=== Prompt ===
Among the records that follow, how many lines contain the word "building"? Give the number and no other words.

=== Input material ===
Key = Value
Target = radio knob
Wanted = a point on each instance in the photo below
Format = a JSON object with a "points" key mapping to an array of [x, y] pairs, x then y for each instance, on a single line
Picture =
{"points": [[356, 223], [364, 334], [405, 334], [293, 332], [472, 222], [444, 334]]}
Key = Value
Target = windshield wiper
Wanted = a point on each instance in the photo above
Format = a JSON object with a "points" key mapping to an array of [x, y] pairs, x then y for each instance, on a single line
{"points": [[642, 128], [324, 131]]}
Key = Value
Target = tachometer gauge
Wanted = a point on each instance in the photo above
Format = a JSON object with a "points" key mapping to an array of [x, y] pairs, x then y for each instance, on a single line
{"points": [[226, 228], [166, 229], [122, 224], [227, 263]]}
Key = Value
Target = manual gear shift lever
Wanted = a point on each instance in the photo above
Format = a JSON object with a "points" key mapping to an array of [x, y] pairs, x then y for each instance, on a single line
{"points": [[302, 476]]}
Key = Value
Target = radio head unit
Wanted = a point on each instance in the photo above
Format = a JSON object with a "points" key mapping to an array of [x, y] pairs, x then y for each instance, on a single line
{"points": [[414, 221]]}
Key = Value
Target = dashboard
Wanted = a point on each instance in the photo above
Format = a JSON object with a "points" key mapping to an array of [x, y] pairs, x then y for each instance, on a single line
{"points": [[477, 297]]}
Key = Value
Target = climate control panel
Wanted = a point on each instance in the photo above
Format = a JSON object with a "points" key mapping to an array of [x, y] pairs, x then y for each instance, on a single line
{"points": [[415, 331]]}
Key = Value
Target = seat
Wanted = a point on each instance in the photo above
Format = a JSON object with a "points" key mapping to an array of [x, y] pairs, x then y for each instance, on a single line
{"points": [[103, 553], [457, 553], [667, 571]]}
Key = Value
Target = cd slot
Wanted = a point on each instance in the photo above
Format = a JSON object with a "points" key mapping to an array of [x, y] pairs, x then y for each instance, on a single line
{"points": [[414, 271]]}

* * *

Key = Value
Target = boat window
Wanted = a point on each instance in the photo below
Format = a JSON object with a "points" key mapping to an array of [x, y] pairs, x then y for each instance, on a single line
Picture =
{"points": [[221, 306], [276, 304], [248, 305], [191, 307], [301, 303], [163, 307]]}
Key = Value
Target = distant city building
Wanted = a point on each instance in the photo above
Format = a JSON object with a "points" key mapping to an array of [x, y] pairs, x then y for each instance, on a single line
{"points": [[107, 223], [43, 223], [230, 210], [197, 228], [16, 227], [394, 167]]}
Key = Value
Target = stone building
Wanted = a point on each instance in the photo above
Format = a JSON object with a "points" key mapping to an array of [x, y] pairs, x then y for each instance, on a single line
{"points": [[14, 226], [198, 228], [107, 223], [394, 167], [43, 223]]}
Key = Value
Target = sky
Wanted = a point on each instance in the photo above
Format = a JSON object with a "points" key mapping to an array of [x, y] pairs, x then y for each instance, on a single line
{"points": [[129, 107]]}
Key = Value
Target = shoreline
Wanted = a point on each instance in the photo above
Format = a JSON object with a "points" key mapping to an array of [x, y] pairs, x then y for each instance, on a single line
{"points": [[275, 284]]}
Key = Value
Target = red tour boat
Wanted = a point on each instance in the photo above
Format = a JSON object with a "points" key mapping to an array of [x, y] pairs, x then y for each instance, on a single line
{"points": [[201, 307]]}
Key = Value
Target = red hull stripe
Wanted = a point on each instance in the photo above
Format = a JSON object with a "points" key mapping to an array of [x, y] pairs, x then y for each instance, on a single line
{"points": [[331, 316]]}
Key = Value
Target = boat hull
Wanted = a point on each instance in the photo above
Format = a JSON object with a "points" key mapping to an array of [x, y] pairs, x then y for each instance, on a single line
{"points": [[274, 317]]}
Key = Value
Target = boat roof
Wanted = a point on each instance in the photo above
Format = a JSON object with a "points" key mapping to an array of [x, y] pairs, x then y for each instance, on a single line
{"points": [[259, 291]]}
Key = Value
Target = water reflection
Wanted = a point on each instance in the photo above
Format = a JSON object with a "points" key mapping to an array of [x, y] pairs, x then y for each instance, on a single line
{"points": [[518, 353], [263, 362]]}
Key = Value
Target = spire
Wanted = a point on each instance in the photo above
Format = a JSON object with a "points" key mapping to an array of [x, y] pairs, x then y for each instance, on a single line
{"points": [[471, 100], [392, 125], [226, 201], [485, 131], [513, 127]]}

=== Response ===
2